§ **THE PROBLEM**
Will you transcribe all the entries word for word, skipping the pictures they hold?

§ **DATA EXCERPTS**
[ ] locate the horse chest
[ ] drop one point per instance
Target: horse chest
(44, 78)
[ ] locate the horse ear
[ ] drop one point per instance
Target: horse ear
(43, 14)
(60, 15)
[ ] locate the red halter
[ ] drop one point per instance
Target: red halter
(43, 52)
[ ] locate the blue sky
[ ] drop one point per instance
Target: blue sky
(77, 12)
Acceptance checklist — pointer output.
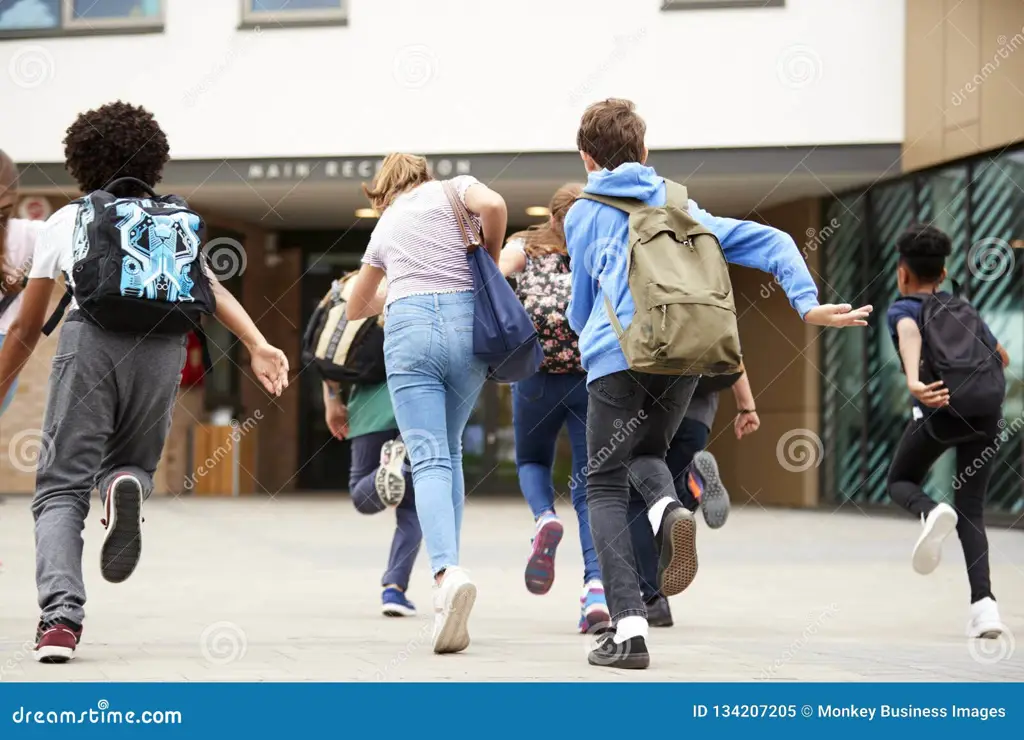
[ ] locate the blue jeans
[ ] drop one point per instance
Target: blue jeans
(5, 401)
(434, 380)
(690, 438)
(541, 404)
(406, 542)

§ **WRITTEN ANSWER**
[ ] locate the horse chest
[ ] drop one point per instance
Target: horse chest
(44, 78)
[ ] locate the horse ear
[ ] drop one point per instance
Target: horse ear
(43, 14)
(60, 15)
[ ] locate the red halter
[ ] drop one point per instance
Target: red halter
(43, 52)
[ ] locate the blue sky
[ ] drop one point per instance
Target: blue sky
(77, 12)
Acceptance checklist — pointer output.
[ ] locate the blue jeans
[ ] drop one point per instance
Target: blue jeans
(5, 401)
(434, 380)
(690, 438)
(541, 404)
(406, 542)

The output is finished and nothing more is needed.